→ **INPUT RECORDS**
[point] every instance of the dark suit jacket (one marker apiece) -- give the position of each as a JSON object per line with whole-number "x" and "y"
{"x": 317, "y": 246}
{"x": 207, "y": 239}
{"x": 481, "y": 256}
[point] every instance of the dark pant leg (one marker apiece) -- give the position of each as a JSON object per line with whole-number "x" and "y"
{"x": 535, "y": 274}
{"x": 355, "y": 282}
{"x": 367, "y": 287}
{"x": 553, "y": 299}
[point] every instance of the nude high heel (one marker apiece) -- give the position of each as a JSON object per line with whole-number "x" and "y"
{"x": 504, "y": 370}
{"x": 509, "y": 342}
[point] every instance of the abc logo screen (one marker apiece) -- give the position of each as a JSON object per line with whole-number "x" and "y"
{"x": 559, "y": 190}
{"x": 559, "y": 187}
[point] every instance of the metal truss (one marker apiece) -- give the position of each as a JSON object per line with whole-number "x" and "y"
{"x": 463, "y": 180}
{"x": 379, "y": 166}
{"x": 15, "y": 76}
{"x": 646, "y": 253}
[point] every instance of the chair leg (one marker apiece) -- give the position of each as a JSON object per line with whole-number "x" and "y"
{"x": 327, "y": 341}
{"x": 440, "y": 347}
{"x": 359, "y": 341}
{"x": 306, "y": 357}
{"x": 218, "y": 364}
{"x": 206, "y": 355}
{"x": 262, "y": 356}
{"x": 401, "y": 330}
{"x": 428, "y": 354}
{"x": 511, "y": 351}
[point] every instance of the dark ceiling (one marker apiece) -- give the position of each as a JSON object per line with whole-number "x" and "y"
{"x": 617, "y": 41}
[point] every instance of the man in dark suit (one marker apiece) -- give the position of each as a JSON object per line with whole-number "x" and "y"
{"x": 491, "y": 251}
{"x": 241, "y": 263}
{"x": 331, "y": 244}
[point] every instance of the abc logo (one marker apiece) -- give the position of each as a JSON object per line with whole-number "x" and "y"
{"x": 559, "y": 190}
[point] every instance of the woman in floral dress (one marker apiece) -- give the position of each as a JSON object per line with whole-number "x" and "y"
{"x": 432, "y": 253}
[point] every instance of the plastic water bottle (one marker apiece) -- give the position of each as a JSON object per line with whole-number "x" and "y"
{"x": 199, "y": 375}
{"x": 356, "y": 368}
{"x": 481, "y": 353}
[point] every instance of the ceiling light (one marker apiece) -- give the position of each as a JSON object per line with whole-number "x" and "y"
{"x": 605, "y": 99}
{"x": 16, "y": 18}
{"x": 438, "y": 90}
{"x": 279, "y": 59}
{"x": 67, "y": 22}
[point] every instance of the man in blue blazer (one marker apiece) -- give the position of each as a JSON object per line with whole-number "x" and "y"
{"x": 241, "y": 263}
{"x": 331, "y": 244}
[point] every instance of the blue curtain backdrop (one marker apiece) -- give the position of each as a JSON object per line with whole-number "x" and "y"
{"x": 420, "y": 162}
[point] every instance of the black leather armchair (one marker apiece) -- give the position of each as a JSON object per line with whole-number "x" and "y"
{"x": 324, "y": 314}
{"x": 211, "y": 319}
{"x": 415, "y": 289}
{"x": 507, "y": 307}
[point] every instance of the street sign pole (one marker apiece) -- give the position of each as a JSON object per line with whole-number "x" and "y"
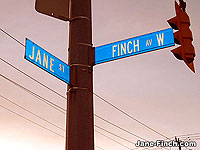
{"x": 80, "y": 124}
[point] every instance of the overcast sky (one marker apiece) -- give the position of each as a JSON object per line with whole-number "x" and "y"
{"x": 155, "y": 87}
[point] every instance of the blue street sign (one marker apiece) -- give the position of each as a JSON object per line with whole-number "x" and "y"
{"x": 133, "y": 46}
{"x": 46, "y": 61}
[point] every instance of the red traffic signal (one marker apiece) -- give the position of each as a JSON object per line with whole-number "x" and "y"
{"x": 183, "y": 37}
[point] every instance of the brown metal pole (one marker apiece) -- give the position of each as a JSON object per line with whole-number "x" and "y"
{"x": 80, "y": 124}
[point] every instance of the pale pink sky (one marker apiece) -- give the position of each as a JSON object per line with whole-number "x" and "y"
{"x": 155, "y": 88}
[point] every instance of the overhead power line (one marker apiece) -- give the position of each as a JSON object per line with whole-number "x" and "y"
{"x": 99, "y": 147}
{"x": 36, "y": 95}
{"x": 31, "y": 78}
{"x": 119, "y": 127}
{"x": 90, "y": 91}
{"x": 114, "y": 134}
{"x": 32, "y": 121}
{"x": 31, "y": 113}
{"x": 112, "y": 139}
{"x": 120, "y": 110}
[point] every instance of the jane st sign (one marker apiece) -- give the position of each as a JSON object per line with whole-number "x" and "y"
{"x": 133, "y": 46}
{"x": 47, "y": 61}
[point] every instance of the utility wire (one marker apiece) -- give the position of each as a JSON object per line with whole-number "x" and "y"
{"x": 99, "y": 147}
{"x": 129, "y": 115}
{"x": 31, "y": 121}
{"x": 36, "y": 95}
{"x": 12, "y": 37}
{"x": 49, "y": 122}
{"x": 60, "y": 127}
{"x": 119, "y": 127}
{"x": 112, "y": 139}
{"x": 91, "y": 92}
{"x": 114, "y": 134}
{"x": 31, "y": 113}
{"x": 32, "y": 78}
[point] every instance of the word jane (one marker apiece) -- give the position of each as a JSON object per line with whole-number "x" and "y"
{"x": 39, "y": 59}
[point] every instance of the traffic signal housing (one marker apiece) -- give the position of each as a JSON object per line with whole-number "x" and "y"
{"x": 183, "y": 37}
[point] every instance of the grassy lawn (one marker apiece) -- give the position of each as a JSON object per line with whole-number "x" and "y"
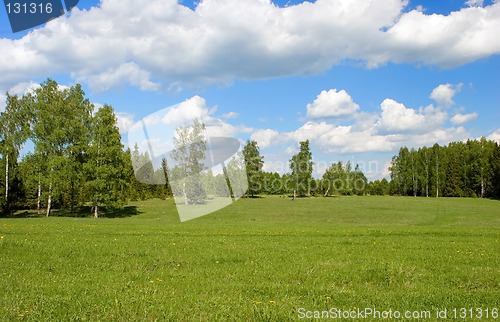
{"x": 258, "y": 259}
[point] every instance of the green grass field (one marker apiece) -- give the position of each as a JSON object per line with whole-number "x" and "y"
{"x": 256, "y": 260}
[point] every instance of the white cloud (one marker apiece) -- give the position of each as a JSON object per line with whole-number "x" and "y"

→ **INSTRUCTION**
Turn all the rows above into a numbered list with no blank lines, and leave the pictures out.

→ **FULL OUTPUT**
1. [point] every instance of the dark suit jacket (one marker apiece) -- give the position of each as a JSON object per line with whole-number "x" and "y"
2. {"x": 317, "y": 246}
3. {"x": 207, "y": 239}
4. {"x": 481, "y": 256}
5. [point] every instance of the dark pant leg (one marker apiece) -- give the position of each as a JSON object per line with whole-number "x" and "y"
6. {"x": 535, "y": 274}
7. {"x": 355, "y": 282}
8. {"x": 367, "y": 287}
9. {"x": 553, "y": 299}
10. [point] every instance of the nude high heel (one marker apiece) -- give the position of each as a JSON object per line with whole-number "x" and "y"
11. {"x": 504, "y": 370}
12. {"x": 509, "y": 342}
13. [point] every instance of the abc logo screen (one marker apiece) -- give the position of each as a JSON object per line with whole-number "x" and "y"
14. {"x": 559, "y": 190}
15. {"x": 559, "y": 187}
16. [point] every instance of the metal truss (one marker apiece) -- give the position of each as a JSON object per line with whole-number "x" and "y"
17. {"x": 463, "y": 180}
18. {"x": 379, "y": 166}
19. {"x": 15, "y": 76}
20. {"x": 646, "y": 253}
21. [point] every instance of the chair leg (one marker apiece) -- give the position of each as a JSON object per line with whole-number "x" and "y"
22. {"x": 327, "y": 341}
23. {"x": 440, "y": 347}
24. {"x": 359, "y": 341}
25. {"x": 306, "y": 357}
26. {"x": 218, "y": 364}
27. {"x": 206, "y": 355}
28. {"x": 262, "y": 356}
29. {"x": 401, "y": 330}
30. {"x": 428, "y": 354}
31. {"x": 511, "y": 351}
32. [point] every instance of the dark ceiling (one marker apiece) -- give the position of each as a JSON object per line with whole-number "x" and "y"
33. {"x": 617, "y": 41}
34. [point] every instance of the man in dark suit (one marker apiece) -- give the position of each as a JSON object per line with whole-number "x" and "y"
35. {"x": 491, "y": 251}
36. {"x": 241, "y": 263}
37. {"x": 331, "y": 244}
38. [point] every instance of the abc logo (one marker apiece) -- give the position of each as a JSON object per line with whole-number "x" and "y"
39. {"x": 559, "y": 190}
40. [point] every instance of the woman in floral dress (one marker apiece) -- give the position of each as a JSON object per line with whole-number "x" and "y"
41. {"x": 432, "y": 253}
42. [point] every instance of the plastic water bottle (one marker apiece) -- give the position of each as a JSON object per line with whole-number "x" and "y"
43. {"x": 199, "y": 375}
44. {"x": 356, "y": 368}
45. {"x": 481, "y": 353}
46. [point] every instance of the ceiling light (one marker apiece) -- give the position of each as a JSON object per line with whole-number "x" and "y"
47. {"x": 605, "y": 99}
48. {"x": 16, "y": 18}
49. {"x": 438, "y": 90}
50. {"x": 279, "y": 59}
51. {"x": 67, "y": 22}
52. [point] every instance of the man in blue blazer (one marker apiece) -- give the position of each as a JSON object per line with whole-number "x" and "y"
53. {"x": 241, "y": 263}
54. {"x": 331, "y": 244}
55. [point] every instance of the blue curtain backdrop (one marker apiece) -- give the position of each as a JSON object per line with whole-number "x" and "y"
56. {"x": 420, "y": 162}
57. [point] every instance of the black leather armchair (one marker apiece) -- give the position of each as a JSON object per line with whole-number "x" and "y"
58. {"x": 324, "y": 314}
59. {"x": 211, "y": 319}
60. {"x": 415, "y": 289}
61. {"x": 507, "y": 307}
62. [point] every instance of the street sign pole (one marker apiece) -- give the position of each as a JSON object per line with whole-number "x" and "y"
63. {"x": 80, "y": 124}
64. [point] every instance of the overcast sky (one marker apiece) -- give the position of each as a JSON object per line with whole-number "x" and "y"
65. {"x": 155, "y": 87}
66. [point] every instance of the blue street sign (one marker apiece) -- give the position of each as a JSON object per line with whole-number "x" and "y"
67. {"x": 133, "y": 46}
68. {"x": 46, "y": 61}
69. [point] every instance of the red traffic signal (one marker apiece) -- give the position of each as a JSON object per line with whole-number "x" and "y"
70. {"x": 183, "y": 37}
71. [point] every instance of the brown metal pole (one marker apiece) -- give the position of each as a JSON object per line with whole-number "x" and "y"
72. {"x": 80, "y": 124}
73. [point] every instance of the pale pink sky (one marker apiece) -- give the position of each as a JSON object per line with whole-number "x" and "y"
74. {"x": 155, "y": 88}
75. [point] every instance of the overhead power line (one marker apiece) -- give the position of each as a JSON object per line with whole-number "x" and "y"
76. {"x": 99, "y": 147}
77. {"x": 36, "y": 95}
78. {"x": 31, "y": 78}
79. {"x": 119, "y": 127}
80. {"x": 90, "y": 91}
81. {"x": 114, "y": 134}
82. {"x": 32, "y": 121}
83. {"x": 31, "y": 113}
84. {"x": 112, "y": 139}
85. {"x": 120, "y": 110}
86. [point] every instance of the jane st sign (one marker apiece) -- give the position of each as a JSON object per line with whole-number "x" and "y"
87. {"x": 133, "y": 46}
88. {"x": 47, "y": 61}
89. [point] every instance of the utility wire (one marker apiece) -- give the position of each as a JSON object per line with whole-number "x" and "y"
90. {"x": 99, "y": 147}
91. {"x": 129, "y": 115}
92. {"x": 31, "y": 121}
93. {"x": 36, "y": 95}
94. {"x": 12, "y": 37}
95. {"x": 49, "y": 122}
96. {"x": 60, "y": 127}
97. {"x": 119, "y": 127}
98. {"x": 112, "y": 139}
99. {"x": 91, "y": 92}
100. {"x": 114, "y": 134}
101. {"x": 31, "y": 113}
102. {"x": 32, "y": 78}
103. [point] every instance of the word jane (one marker apiece) -- give the position of each as a JSON object per line with whole-number "x" and "y"
104. {"x": 39, "y": 59}
105. [point] every instance of the traffic signal housing (one marker apiece) -- give the position of each as a JSON object per line with whole-number "x" and "y"
106. {"x": 183, "y": 37}
107. [point] every instance of the grassy lawn (one marker apiece) -- give the position of each as a JSON object per line with whole-number "x" and "y"
108. {"x": 258, "y": 259}
109. [point] every instance of the green grass field (one marker apiece) -- give the position of each as a JSON object per line with whole-number "x" and "y"
110. {"x": 256, "y": 260}
111. [point] every instance of the white cloud (one marker apiece) -- give the position of each as a JSON object per line with whole-number "x" and "y"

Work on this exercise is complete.